Work to complete:
Below are records. Find each line in them that holds the word "window" and copy it.

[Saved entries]
• • • • •
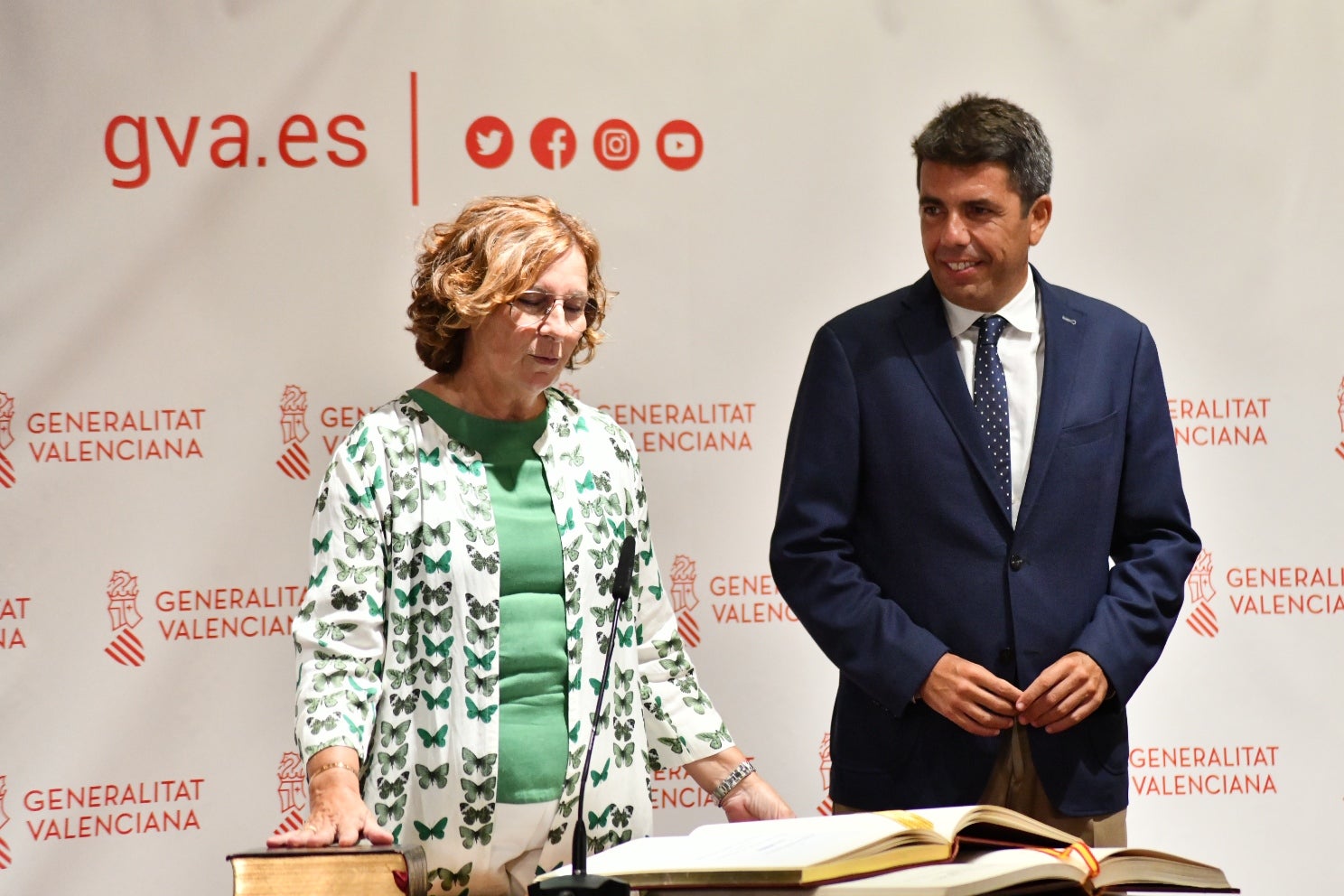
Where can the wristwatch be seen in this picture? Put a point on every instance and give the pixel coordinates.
(734, 778)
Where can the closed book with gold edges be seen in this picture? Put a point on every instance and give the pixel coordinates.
(363, 871)
(801, 852)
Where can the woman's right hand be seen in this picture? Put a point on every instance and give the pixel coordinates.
(336, 813)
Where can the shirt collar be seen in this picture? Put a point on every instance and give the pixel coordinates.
(1021, 313)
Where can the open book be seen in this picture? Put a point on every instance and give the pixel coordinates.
(793, 852)
(1021, 871)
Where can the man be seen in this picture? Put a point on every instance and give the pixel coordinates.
(992, 590)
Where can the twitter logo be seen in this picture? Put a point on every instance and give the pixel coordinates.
(488, 144)
(490, 141)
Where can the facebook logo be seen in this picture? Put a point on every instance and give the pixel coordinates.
(553, 144)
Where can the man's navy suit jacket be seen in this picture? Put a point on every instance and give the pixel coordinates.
(891, 546)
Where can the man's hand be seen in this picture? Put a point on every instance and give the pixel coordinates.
(1069, 691)
(971, 696)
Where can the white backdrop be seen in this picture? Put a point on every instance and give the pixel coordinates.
(207, 207)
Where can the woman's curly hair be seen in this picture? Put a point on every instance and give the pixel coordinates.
(498, 247)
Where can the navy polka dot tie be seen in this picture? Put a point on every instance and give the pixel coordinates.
(992, 403)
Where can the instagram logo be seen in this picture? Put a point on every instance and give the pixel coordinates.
(616, 144)
(553, 144)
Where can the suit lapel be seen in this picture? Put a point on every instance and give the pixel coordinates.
(1065, 330)
(924, 330)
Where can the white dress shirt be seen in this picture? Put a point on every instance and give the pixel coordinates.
(1022, 350)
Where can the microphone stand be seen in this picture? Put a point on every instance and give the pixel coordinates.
(578, 882)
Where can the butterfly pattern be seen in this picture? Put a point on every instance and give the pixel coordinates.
(399, 649)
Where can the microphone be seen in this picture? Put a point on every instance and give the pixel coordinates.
(578, 882)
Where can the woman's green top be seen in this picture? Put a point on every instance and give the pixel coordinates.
(532, 664)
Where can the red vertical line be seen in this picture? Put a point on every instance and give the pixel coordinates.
(415, 144)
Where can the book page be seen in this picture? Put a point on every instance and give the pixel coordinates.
(785, 843)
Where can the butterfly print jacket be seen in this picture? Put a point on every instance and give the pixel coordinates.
(398, 636)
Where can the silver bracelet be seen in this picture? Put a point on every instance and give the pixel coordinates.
(734, 778)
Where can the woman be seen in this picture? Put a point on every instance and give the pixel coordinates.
(464, 550)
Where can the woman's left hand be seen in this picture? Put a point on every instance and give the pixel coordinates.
(754, 799)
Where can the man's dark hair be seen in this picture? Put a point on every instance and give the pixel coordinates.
(977, 129)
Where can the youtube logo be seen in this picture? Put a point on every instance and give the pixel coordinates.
(679, 145)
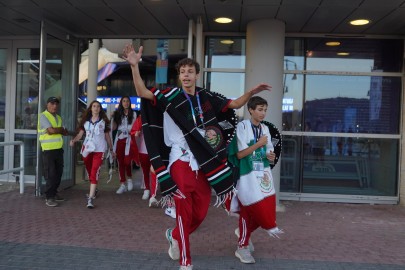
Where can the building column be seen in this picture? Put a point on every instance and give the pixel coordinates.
(264, 63)
(93, 71)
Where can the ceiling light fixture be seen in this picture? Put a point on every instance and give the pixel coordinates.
(332, 43)
(360, 22)
(227, 41)
(223, 20)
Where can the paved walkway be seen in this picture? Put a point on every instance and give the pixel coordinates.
(122, 232)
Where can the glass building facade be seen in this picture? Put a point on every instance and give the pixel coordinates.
(341, 111)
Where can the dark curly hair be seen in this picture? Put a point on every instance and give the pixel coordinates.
(187, 62)
(88, 114)
(120, 112)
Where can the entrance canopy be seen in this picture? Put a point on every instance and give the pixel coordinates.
(107, 64)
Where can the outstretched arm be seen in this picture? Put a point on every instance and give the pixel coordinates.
(133, 59)
(242, 100)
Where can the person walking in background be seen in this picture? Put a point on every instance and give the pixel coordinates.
(96, 125)
(50, 131)
(122, 122)
(195, 163)
(256, 199)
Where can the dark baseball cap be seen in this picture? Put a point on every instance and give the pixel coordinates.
(53, 99)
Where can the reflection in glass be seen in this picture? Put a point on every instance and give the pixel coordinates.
(1, 152)
(351, 166)
(353, 104)
(30, 160)
(3, 76)
(231, 85)
(222, 53)
(290, 164)
(27, 83)
(292, 102)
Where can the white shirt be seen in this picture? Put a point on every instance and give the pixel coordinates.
(95, 132)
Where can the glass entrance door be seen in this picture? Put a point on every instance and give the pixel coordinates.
(58, 77)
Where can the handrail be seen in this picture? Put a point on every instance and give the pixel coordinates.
(22, 158)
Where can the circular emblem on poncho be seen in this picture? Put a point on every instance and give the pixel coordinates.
(213, 136)
(266, 184)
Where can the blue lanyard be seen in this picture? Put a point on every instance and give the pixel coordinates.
(192, 108)
(257, 133)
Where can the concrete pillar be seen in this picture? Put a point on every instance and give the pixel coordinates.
(93, 70)
(264, 63)
(199, 57)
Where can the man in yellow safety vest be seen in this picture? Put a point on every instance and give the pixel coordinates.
(50, 131)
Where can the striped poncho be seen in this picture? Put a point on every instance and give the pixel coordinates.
(209, 152)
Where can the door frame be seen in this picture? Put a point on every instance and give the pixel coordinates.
(49, 29)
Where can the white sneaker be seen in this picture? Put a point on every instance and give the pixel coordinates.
(130, 185)
(121, 189)
(275, 232)
(171, 212)
(251, 246)
(90, 204)
(244, 255)
(174, 250)
(184, 267)
(153, 202)
(146, 194)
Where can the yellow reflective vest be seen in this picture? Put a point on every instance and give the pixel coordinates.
(54, 141)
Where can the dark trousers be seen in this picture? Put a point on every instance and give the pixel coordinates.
(52, 169)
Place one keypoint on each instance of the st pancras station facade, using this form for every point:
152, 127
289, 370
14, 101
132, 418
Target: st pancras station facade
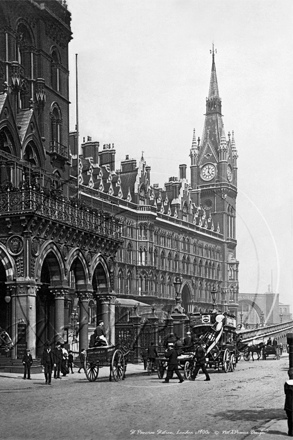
81, 240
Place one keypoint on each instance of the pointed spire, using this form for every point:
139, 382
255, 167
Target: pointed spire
214, 89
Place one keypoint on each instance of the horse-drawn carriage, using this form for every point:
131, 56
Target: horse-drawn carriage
218, 333
6, 342
105, 356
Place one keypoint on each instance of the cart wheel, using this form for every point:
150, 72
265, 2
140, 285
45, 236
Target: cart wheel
232, 362
246, 355
187, 370
149, 367
91, 370
117, 365
226, 360
161, 371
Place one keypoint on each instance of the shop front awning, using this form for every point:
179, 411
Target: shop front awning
125, 302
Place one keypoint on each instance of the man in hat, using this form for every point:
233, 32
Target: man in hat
47, 362
171, 355
57, 360
187, 341
200, 355
100, 338
288, 389
27, 361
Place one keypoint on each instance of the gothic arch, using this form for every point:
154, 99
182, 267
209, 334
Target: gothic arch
77, 263
100, 273
252, 304
186, 293
8, 264
55, 262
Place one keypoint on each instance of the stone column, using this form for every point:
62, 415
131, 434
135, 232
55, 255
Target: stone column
59, 295
290, 343
154, 320
31, 319
104, 315
112, 320
23, 310
83, 320
135, 320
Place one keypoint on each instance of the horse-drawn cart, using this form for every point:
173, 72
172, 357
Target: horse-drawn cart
217, 332
105, 356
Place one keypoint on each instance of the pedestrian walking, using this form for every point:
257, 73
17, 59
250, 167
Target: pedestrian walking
47, 362
171, 355
200, 355
64, 364
144, 356
70, 361
57, 360
152, 355
27, 361
82, 359
288, 389
187, 341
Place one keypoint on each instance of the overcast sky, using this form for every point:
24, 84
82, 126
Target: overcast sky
144, 69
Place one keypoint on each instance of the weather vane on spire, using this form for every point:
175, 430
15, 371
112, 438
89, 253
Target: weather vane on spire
213, 50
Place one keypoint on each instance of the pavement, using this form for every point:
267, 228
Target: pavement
103, 372
274, 429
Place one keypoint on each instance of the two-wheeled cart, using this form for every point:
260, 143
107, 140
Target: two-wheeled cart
105, 356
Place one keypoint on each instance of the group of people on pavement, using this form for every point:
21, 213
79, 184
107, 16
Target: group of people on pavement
173, 348
58, 361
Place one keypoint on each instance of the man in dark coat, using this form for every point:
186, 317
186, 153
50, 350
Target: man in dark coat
152, 354
57, 360
27, 361
171, 355
187, 341
200, 354
48, 362
288, 407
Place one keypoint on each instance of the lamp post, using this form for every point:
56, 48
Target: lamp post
73, 319
214, 295
177, 284
241, 317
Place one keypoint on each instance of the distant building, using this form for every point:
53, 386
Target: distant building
261, 308
284, 313
186, 227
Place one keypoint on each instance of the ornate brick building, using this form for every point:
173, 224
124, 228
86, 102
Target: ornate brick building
55, 253
185, 228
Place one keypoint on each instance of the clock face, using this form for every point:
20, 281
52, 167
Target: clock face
229, 173
208, 172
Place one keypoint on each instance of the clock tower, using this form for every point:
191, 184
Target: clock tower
214, 181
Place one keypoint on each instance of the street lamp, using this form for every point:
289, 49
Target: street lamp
73, 319
177, 284
214, 295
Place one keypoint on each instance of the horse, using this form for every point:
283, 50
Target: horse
5, 340
251, 349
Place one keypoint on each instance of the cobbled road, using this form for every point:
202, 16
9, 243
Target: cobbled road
231, 406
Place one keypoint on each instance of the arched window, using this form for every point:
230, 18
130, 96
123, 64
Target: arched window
• • • • •
Task solution:
Place one keypoint on each instance of the arched window, using this form for every point:
Target: arched window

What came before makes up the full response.